→ What to work on: Skipping the images, transcribe each record below as it is.

→ Entries shown:
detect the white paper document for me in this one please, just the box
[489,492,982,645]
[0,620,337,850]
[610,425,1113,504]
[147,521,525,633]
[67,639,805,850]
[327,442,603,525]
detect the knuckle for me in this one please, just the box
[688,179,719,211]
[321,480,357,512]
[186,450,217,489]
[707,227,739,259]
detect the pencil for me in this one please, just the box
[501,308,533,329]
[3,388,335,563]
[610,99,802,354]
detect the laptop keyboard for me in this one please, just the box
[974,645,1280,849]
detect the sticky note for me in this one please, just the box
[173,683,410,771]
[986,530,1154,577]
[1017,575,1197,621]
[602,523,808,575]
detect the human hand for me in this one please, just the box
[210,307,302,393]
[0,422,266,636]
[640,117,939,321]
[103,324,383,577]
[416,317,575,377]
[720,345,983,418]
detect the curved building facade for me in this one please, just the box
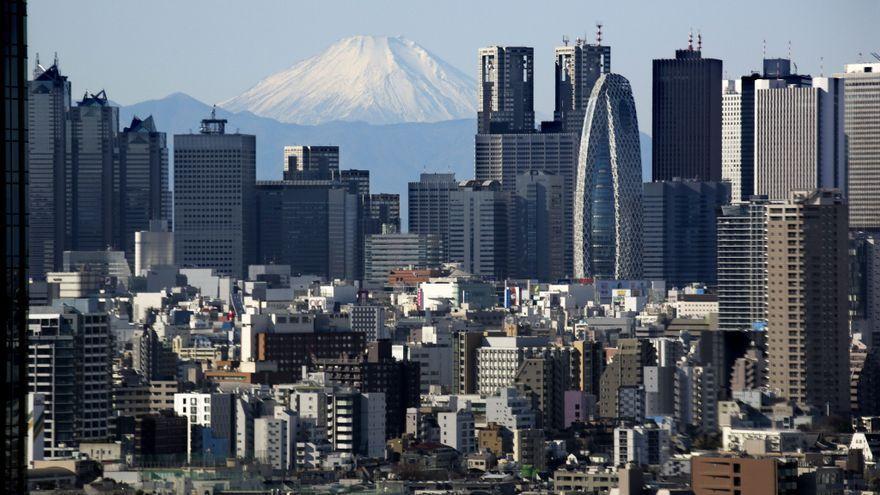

→ Answer section:
detect the white paper document for me in this one please, just the box
[489,492,982,645]
[0,620,337,850]
[610,425,1113,504]
[147,521,525,633]
[67,639,805,850]
[327,442,603,525]
detect the knuckle for me in this one please, just the box
[688,179,719,211]
[321,480,357,512]
[186,450,217,489]
[707,227,739,259]
detect the pencil for me in this one please, just the box
[501,308,533,329]
[3,388,335,563]
[610,99,802,354]
detect the laptop keyboard for me in this one please, just the box
[974,645,1280,849]
detect the sticky note for me in this one please, just the box
[173,683,410,771]
[986,530,1154,577]
[1017,575,1197,621]
[602,523,808,575]
detect the human hand for me in this one please, just the box
[210,307,302,393]
[0,422,266,636]
[640,117,939,321]
[103,324,383,577]
[416,317,575,377]
[720,345,983,418]
detect the curved building facade for me in this one please, just the box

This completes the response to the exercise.